Stored rows:
━━━━━━━━━━━━━━━━

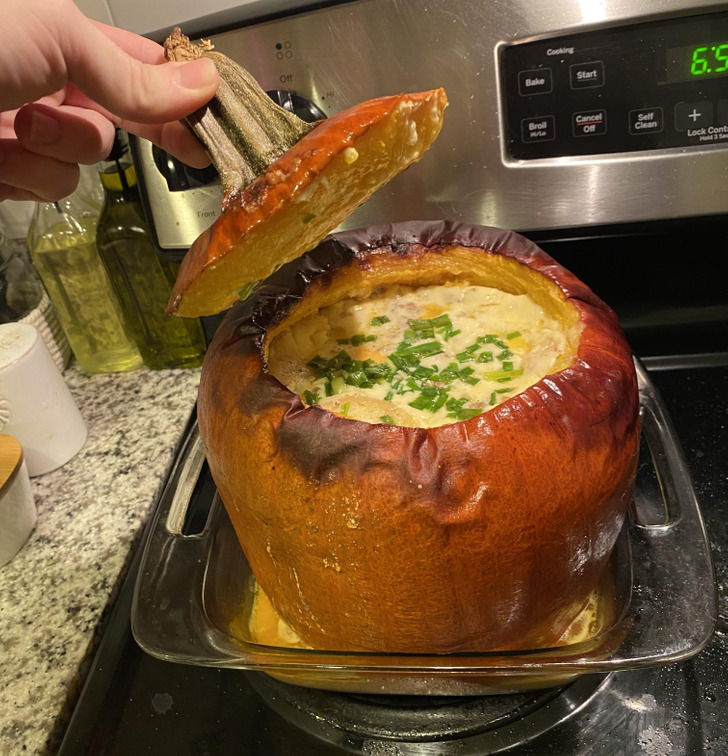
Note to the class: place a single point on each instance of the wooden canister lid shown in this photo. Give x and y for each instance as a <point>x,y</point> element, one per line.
<point>11,457</point>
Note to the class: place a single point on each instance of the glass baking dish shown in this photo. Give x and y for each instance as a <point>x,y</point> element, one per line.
<point>657,602</point>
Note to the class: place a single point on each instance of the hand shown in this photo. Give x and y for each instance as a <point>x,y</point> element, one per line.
<point>66,81</point>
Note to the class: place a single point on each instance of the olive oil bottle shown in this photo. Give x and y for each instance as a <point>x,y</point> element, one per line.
<point>141,276</point>
<point>62,247</point>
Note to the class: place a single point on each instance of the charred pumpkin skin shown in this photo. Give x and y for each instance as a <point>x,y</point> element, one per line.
<point>484,534</point>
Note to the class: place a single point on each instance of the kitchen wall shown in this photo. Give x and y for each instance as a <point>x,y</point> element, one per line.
<point>154,18</point>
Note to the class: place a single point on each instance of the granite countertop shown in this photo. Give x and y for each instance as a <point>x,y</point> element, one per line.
<point>56,593</point>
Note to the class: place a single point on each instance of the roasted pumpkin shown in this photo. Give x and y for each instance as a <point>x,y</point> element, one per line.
<point>486,531</point>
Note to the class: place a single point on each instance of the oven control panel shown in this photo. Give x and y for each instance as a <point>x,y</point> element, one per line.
<point>656,85</point>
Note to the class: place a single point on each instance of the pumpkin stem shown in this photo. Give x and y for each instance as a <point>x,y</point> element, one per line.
<point>243,129</point>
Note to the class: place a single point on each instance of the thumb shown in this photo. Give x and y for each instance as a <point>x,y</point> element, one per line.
<point>123,73</point>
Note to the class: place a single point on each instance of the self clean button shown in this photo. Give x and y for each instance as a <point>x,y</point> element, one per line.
<point>587,75</point>
<point>535,81</point>
<point>645,121</point>
<point>542,129</point>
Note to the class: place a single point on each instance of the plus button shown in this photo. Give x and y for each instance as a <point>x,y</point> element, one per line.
<point>690,116</point>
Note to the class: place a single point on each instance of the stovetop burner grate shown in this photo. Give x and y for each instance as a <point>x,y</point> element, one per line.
<point>501,721</point>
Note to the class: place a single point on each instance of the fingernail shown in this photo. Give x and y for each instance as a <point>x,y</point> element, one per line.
<point>44,128</point>
<point>196,74</point>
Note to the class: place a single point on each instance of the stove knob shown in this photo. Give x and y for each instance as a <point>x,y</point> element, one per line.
<point>305,109</point>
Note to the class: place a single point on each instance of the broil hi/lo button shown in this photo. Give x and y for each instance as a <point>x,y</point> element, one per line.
<point>539,129</point>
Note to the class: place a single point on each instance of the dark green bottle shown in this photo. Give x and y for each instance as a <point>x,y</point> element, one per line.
<point>141,276</point>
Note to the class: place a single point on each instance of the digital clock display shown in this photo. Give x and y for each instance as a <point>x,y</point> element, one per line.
<point>701,60</point>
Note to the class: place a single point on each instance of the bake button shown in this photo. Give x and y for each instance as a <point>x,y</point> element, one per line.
<point>722,112</point>
<point>645,121</point>
<point>693,115</point>
<point>590,123</point>
<point>535,81</point>
<point>541,129</point>
<point>586,75</point>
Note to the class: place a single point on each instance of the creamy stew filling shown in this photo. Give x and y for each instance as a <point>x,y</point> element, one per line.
<point>419,356</point>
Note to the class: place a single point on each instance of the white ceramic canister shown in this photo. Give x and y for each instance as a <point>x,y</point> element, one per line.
<point>17,507</point>
<point>36,406</point>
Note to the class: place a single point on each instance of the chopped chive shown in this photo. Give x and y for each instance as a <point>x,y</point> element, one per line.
<point>426,349</point>
<point>499,375</point>
<point>441,321</point>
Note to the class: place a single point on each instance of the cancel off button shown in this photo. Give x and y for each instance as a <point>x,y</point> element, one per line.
<point>645,121</point>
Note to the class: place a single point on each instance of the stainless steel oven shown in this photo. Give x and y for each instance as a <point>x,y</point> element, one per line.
<point>600,130</point>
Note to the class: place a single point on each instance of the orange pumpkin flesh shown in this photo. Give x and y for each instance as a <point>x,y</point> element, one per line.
<point>304,195</point>
<point>484,534</point>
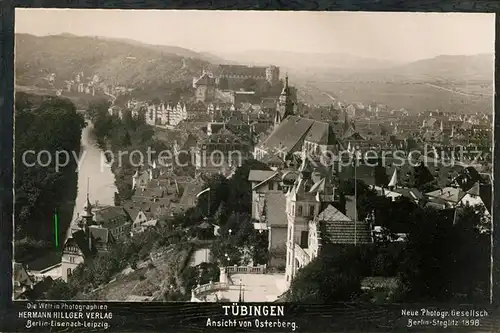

━━━━━━━━━━━━━━━━

Your instructions: Return all of the items above word for word, leaving out the pictures.

Answer to the problem:
Note to the class: place a single point on each instance of the wooden canister lid shown in this photo. Give x and y for each instance as a <point>x,y</point> element, one per line.
<point>11,457</point>
Note to the class: place a single point on each instance of the glass baking dish shown in this photo. Give x and y for each instance as a <point>x,y</point> element, one per line.
<point>657,602</point>
Note to the class: place a single point on each instance of the hand shown in this photo. Give x and y for each instance as a <point>x,y</point> element, one per line.
<point>66,81</point>
Note to the class: place a single point on each instance of the olive oil bottle shown in this photo. Give x and y for each instance as a <point>x,y</point> element, one per line.
<point>141,276</point>
<point>62,247</point>
Note to the class: place a single point on each instance of the charred pumpkin skin shown in this photo. Give x and y for each instance as a <point>x,y</point> element, one per line.
<point>484,534</point>
Note to the class: place a single point on each instance of the kitchen wall shown in this photo. Give x and y for each instance as a <point>x,y</point> element, one per line.
<point>154,18</point>
Note to the class: place a single point on each instance of the granite countertop shown in this photo. Give x and y for each instance as a <point>x,y</point> element, one per line.
<point>56,593</point>
Note to the class: place a single point on each instance of the roasted pumpkin shown in this photo. Give x and y for each instance as a <point>x,y</point> element, one per line.
<point>486,531</point>
Note to the class: place a single point on each instance of the oven control panel shown in this photo. Give x and y for each instance as a <point>x,y</point> element, one per line.
<point>656,85</point>
Note to the class: place a single point on each instance of the pumpkin stem shown in this photo. Give x and y for each instance as a <point>x,y</point> element, one per line.
<point>243,129</point>
Note to the class: place a single point on each instance of the thumb shown in this photo. Give x and y for each instance as a <point>x,y</point> element, one per line.
<point>123,73</point>
Note to the class: place a single point on each instance of the self clean button shown in this photo. Give x and y for each instance as a <point>x,y</point> element, one per line.
<point>587,75</point>
<point>535,81</point>
<point>645,121</point>
<point>542,129</point>
Note to the class: place a single point on each instance of the plus button shown in this photo. Give x and y for each instance as a <point>x,y</point> element, one per line.
<point>690,116</point>
Note to the class: place a single point on each instance of the stovetop burner grate shown in this photo. Give x and y for each instance as a <point>x,y</point> element, one per line.
<point>501,721</point>
Note to the class: place a single point on each instance of the fingernail shown in this photo. Give x and y for each instance as a <point>x,y</point> element, one per line.
<point>44,128</point>
<point>196,74</point>
Note to the class: place a single point on each instance of the stove knob shown in this photo. Give x and y for each instance as a <point>x,y</point> element, one per line.
<point>305,109</point>
Note to the class: place a single point on each instance of the broil hi/lo button shown in this photo. Give x and y for each instance as a <point>x,y</point> element, one per line.
<point>539,129</point>
Note to the class: place a single point on each instance of the dark green bottle shown in this photo. Give x and y for each instance as a <point>x,y</point> element, one per line.
<point>141,276</point>
Note to the class: place a single point on each instance of the digital clock display shown in this photo. Give x and y for each instance as a <point>x,y</point> element, one per line.
<point>701,60</point>
Note to the class: place a single point on each instance of the bake button shown in this photo. Give x and y for each instance as a <point>x,y</point> element, one per line.
<point>722,112</point>
<point>645,121</point>
<point>693,115</point>
<point>590,123</point>
<point>535,81</point>
<point>541,129</point>
<point>586,75</point>
Note to the class: place a single point on each instance of the creamy stew filling shown in this photo. Give x and y for each instance as a <point>x,y</point> element, one per line.
<point>419,356</point>
Note to the class: place a single point on each instance of the white ceramic canister shown in this photo. Give x and y for each instance as a <point>x,y</point> element, one per line.
<point>17,507</point>
<point>36,406</point>
Note to the class: place a single point on each instance of the chopped chive shown in this photo. Give x and y for each instance as a <point>x,y</point> element, one per line.
<point>426,349</point>
<point>499,375</point>
<point>441,321</point>
Note to the class: place a single point on each instance of the cancel off button shown in this photo. Give x and y for each instance as a <point>x,y</point> element, one per line.
<point>645,121</point>
Note to the class: place a single point on each instance of the stainless steel oven shown in this photo. Give x and y for each instance as a <point>x,y</point> element, one per line.
<point>600,130</point>
Note to the class: place a single point on each instance of the orange pumpkin flesh shown in this photo. Give x and y for each instance as a <point>x,y</point> element, one per line.
<point>304,195</point>
<point>484,534</point>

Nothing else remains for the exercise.